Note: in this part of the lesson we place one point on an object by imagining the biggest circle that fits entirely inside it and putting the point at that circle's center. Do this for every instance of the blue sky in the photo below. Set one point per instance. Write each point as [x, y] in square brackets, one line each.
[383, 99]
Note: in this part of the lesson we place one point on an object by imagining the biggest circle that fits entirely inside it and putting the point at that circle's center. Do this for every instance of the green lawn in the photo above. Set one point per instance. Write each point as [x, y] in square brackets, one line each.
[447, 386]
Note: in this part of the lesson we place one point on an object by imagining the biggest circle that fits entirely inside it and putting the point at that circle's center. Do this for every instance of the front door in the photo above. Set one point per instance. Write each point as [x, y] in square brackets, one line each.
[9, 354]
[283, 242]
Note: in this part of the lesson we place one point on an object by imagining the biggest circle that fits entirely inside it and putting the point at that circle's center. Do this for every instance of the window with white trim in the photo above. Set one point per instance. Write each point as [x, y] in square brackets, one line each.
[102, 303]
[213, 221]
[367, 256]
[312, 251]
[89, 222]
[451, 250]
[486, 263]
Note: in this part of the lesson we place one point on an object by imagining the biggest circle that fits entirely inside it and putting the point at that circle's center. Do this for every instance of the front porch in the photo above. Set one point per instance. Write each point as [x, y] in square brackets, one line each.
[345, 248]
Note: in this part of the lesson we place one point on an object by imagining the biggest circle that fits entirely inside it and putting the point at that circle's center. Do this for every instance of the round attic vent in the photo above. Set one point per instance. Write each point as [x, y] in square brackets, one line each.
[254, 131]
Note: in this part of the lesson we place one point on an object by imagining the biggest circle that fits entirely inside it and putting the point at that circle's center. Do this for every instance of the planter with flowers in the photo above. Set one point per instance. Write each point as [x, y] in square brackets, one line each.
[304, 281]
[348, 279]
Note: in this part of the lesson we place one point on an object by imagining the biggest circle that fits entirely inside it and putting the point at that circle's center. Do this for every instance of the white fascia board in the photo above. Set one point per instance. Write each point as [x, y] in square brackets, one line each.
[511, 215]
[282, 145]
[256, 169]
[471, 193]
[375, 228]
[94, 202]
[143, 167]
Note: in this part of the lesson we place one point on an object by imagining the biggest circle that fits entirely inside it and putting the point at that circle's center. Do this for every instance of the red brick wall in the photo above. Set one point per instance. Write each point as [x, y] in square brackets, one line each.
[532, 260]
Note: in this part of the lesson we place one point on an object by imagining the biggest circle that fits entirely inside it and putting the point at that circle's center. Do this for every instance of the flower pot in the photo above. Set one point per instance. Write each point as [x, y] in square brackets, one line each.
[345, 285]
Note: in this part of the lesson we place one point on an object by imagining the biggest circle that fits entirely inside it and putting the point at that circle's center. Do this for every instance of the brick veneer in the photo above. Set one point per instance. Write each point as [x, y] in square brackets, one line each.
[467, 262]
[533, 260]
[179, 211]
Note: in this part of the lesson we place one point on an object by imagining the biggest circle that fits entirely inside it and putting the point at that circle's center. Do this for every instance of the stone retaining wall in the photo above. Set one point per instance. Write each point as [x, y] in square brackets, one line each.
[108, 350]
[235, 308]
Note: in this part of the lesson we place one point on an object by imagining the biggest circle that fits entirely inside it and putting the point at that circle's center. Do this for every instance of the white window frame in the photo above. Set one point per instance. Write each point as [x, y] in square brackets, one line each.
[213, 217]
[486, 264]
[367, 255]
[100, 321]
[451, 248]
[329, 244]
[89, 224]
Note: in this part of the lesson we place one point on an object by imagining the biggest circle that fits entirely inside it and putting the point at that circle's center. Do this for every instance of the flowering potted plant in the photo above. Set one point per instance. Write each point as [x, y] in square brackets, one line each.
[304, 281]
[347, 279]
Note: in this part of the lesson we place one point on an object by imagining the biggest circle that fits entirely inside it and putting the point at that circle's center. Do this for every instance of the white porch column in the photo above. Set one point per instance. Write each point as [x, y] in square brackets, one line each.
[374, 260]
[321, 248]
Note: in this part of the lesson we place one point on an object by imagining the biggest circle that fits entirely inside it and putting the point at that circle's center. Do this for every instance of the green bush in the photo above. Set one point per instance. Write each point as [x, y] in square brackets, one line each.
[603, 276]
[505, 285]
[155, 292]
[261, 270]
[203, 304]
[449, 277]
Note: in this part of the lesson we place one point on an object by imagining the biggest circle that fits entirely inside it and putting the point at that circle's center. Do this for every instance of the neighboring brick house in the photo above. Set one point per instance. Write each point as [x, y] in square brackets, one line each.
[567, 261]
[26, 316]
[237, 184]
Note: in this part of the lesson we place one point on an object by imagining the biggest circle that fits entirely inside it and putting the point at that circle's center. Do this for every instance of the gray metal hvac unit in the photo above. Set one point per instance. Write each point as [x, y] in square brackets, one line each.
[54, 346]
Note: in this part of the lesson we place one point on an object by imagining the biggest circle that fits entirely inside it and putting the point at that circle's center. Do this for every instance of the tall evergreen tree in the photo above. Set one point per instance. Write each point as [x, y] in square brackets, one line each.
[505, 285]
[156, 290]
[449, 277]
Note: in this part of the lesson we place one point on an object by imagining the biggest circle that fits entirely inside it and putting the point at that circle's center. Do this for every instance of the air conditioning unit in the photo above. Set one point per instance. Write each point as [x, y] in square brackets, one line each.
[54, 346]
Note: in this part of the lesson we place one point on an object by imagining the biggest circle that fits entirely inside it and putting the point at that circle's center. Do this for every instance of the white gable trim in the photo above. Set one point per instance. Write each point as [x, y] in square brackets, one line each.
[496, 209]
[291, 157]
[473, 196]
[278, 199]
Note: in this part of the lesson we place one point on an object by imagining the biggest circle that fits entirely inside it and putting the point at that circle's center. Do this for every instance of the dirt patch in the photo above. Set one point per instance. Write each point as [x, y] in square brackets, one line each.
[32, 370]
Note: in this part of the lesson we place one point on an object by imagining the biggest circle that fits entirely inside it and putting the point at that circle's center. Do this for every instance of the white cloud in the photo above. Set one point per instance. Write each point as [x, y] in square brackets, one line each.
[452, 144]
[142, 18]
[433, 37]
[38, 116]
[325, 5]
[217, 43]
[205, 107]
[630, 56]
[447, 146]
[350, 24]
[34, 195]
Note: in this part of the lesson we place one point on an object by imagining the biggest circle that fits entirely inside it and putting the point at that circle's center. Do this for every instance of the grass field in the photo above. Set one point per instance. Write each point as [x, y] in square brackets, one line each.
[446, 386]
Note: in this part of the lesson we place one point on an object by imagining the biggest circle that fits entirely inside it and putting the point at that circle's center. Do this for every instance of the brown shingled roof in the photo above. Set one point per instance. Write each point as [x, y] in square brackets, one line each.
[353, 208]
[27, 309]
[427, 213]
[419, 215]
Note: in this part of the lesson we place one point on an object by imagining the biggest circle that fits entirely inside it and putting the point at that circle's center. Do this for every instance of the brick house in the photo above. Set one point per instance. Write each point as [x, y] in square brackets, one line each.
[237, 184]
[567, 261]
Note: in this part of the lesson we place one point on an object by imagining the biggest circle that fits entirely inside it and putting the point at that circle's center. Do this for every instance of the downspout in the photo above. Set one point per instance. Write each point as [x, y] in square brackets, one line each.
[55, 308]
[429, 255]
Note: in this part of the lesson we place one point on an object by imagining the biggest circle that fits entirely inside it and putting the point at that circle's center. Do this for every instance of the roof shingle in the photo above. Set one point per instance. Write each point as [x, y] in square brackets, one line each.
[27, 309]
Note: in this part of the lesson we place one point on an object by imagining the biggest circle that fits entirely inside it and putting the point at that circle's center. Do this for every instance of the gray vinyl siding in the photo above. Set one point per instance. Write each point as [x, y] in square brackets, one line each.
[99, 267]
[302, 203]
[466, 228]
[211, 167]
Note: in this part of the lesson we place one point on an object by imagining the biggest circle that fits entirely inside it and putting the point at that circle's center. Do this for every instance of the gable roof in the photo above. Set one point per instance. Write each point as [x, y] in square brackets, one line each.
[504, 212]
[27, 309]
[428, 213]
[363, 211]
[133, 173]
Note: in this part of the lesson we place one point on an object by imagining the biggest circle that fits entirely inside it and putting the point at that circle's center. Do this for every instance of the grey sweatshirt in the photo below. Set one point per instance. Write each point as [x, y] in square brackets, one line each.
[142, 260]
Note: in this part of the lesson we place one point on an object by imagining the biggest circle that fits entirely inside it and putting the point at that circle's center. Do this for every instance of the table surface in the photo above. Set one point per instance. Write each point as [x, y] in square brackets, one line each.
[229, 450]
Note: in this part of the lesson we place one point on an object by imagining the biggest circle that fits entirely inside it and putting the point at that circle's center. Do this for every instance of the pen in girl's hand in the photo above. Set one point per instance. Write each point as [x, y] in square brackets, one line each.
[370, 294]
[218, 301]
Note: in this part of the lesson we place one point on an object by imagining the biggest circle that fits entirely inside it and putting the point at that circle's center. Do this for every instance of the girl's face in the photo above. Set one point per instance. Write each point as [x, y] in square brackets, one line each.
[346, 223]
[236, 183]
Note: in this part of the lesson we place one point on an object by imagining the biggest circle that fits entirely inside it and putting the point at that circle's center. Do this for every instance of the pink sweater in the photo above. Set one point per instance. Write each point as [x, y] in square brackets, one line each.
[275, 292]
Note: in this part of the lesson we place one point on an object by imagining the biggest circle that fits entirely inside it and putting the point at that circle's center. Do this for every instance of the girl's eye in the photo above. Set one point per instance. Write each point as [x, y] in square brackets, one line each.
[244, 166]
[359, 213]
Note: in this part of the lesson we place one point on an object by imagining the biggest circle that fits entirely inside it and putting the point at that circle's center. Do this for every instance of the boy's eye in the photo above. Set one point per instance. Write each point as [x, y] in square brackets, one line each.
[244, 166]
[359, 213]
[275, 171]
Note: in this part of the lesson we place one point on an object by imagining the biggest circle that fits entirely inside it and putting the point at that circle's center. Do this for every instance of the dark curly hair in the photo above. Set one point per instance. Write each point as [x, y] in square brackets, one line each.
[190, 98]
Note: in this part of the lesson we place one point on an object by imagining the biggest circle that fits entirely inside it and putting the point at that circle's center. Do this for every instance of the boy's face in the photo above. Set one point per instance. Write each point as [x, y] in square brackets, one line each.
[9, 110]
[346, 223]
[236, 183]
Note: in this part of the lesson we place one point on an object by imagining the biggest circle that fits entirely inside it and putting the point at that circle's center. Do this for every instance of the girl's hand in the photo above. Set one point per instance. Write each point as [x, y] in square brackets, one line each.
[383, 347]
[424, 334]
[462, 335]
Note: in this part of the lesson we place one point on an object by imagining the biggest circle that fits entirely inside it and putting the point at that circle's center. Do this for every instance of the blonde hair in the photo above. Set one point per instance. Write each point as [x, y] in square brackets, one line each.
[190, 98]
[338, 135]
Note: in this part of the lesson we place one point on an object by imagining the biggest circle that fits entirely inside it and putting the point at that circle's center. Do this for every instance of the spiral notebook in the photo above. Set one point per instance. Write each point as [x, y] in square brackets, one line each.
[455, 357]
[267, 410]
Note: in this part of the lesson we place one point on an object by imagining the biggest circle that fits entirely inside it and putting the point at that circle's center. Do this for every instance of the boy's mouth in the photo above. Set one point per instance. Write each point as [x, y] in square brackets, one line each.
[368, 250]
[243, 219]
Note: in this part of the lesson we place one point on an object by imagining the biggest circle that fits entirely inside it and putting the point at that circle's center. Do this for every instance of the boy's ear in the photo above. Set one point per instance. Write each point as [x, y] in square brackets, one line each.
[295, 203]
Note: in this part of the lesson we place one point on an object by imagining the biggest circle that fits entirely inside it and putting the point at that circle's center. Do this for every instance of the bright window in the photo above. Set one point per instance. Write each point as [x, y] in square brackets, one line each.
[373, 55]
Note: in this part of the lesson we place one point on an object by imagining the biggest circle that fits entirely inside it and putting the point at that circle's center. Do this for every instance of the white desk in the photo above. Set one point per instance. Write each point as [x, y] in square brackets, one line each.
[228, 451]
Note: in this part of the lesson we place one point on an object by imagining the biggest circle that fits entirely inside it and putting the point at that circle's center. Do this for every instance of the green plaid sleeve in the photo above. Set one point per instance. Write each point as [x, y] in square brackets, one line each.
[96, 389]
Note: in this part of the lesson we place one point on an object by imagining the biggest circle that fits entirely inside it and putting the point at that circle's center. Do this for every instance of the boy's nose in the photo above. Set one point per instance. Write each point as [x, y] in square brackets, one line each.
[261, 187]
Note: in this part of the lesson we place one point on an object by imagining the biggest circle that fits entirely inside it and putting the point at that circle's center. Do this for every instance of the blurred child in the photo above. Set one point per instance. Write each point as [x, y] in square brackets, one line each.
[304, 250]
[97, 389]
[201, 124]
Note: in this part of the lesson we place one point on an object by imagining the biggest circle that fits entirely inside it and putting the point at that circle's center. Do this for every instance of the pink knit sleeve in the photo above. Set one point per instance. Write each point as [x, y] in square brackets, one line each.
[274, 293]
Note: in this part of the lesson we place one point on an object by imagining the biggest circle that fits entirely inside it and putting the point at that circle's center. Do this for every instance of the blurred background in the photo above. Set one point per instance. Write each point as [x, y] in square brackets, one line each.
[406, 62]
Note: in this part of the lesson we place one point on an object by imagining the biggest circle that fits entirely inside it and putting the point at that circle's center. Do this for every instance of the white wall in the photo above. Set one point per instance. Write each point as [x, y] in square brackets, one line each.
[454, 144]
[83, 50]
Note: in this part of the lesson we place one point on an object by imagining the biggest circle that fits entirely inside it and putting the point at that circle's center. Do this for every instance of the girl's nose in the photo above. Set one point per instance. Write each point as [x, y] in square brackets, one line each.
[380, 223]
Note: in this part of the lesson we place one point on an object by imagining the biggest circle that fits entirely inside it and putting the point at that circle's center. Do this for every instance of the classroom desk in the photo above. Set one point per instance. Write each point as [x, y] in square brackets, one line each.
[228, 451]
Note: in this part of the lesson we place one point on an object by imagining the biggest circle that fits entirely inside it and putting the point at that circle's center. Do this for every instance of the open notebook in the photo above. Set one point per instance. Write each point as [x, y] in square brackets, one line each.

▬▬▬

### The task
Return, word for word, the line containing "of the classroom" and all lines after it through the last line of the records, and nothing else.

### Answer for the task
Note: in this part of the lesson we place one point on an object by imagining the biggest circle that fits entirely inside it and putting the point at that circle's center. Do this for every instance of the classroom desk in the photo above. Set one point per instance. Write each point as [x, y] in square brackets, one line each.
[228, 451]
Note: in this part of the lesson we place one point on an object by imagining the biggest circle that fits entirely inside it and putting the point at that circle's center. Do this for every instance of the open notebook in the photo above. Set one point per instance. Write each point as [x, y] in square brackets, one line each.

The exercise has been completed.